▸ **WHAT TO PRODUCE**
Return the records in full, with every character preserved.

▸ **DATA**
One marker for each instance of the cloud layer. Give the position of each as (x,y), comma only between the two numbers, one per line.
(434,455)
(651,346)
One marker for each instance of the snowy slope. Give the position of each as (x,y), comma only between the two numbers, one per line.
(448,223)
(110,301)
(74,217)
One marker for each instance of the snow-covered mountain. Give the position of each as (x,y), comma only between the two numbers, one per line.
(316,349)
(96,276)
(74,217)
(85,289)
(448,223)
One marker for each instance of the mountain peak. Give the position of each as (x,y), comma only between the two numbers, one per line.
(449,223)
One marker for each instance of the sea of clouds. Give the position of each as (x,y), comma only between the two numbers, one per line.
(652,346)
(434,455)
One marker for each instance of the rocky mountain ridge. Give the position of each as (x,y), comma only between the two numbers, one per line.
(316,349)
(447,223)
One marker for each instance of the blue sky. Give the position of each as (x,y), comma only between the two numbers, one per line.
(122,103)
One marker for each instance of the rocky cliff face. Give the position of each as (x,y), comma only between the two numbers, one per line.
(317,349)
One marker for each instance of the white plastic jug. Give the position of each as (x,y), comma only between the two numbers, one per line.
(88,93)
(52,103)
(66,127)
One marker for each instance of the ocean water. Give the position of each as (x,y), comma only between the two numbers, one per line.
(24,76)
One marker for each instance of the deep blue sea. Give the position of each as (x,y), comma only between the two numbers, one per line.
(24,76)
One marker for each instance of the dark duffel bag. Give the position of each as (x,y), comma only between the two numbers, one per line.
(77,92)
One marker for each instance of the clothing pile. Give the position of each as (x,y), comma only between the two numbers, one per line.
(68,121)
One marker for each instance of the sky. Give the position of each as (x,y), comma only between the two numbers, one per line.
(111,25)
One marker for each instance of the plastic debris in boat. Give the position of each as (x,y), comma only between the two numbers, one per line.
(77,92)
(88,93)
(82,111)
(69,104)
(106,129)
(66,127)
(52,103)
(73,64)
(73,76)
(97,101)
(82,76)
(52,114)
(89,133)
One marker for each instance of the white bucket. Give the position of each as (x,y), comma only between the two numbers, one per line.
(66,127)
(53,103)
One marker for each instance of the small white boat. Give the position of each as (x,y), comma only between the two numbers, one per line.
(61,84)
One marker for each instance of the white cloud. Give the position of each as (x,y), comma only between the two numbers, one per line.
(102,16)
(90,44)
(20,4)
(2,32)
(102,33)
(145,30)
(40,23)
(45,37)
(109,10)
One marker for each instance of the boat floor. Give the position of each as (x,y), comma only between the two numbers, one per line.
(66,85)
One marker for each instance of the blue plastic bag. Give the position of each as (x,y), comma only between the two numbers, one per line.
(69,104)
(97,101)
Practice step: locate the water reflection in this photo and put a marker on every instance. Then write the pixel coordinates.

▸ **FINISHED EXERCISE**
One marker for each instance of the cloud layer. Give the position of each as (x,y), comma only between the two numbers, one per line.
(434,455)
(651,346)
One marker for each instance of the snowy slope. Give the position of each as (x,y), comma only between the two numbers, one per line.
(448,223)
(110,301)
(74,217)
One marker for each instance of the snow-covered mountain. Give the position of each as (x,y), comma only between the two numbers, one per line.
(316,349)
(96,276)
(74,217)
(85,289)
(448,223)
One marker for each instance of the mountain peak. Give the position of each as (x,y), comma only between the two numbers, one per line.
(449,223)
One marker for each instance of the sea of clouds. Give the position of each as (x,y), comma only between the two numbers, one per line.
(652,346)
(434,455)
One marker for each instance of the rocky mountain ridge. Give the position of each as (x,y), comma only between the two numbers, one per line.
(316,349)
(447,223)
One marker for each instance of the blue sky. Give the position of each as (x,y), comma only between the two numbers, one per line.
(122,103)
One marker for each instance of the rocky cliff face. Give the position of each as (x,y), comma only between the two numbers, one per line.
(317,349)
One marker for each instance of the white plastic jug. Give the position of each as (x,y), comma only between the two numbers, one per line.
(88,93)
(52,103)
(66,127)
One marker for each instance of the ocean water. Give the position of each as (x,y), comma only between the two numbers, one per line.
(24,76)
One marker for each instance of the deep blue sea. Give the position of each as (x,y), comma only between the two numbers, one per line.
(24,76)
One marker for each instance of the dark duffel bag. Give the position of each as (x,y), comma only between the two numbers, one per line.
(77,92)
One marker for each instance of the clothing pile. Give the position of each as (x,y), comma only between the two numbers, one per line.
(68,121)
One marker for each instance of the sky. Give the position of each as (x,y), comma only between the two numbers, one per line.
(111,25)
One marker for each instance of the plastic debris in boat. Give the position of each as (x,y), comma only between the two numbers, one per line.
(77,92)
(88,93)
(82,111)
(69,104)
(106,129)
(66,127)
(52,103)
(73,64)
(73,76)
(97,101)
(82,76)
(52,114)
(89,133)
One marker for each instance of the white bucket. Give the position of each as (x,y), comma only between the two numbers, one per line.
(66,127)
(53,103)
One marker for each instance of the small white boat. Give the position of each as (x,y), comma only between the two numbers, one per line.
(61,84)
One marker for each instance of the white cloud. Give the position of each as (x,y), comma only between the two numbers, one per line.
(102,16)
(90,44)
(20,4)
(2,32)
(102,33)
(145,30)
(40,23)
(45,37)
(109,10)
One marker for each instance of the boat floor. Give the position of each as (x,y), comma only between the two numbers, one per line.
(66,85)
One marker for each instance of the blue plastic bag. Give the position of each as (x,y), comma only between the two numbers, one per line.
(69,104)
(97,101)
Practice step: locate the water reflection in this photo and put a marker on every instance. Then write the pixel coordinates.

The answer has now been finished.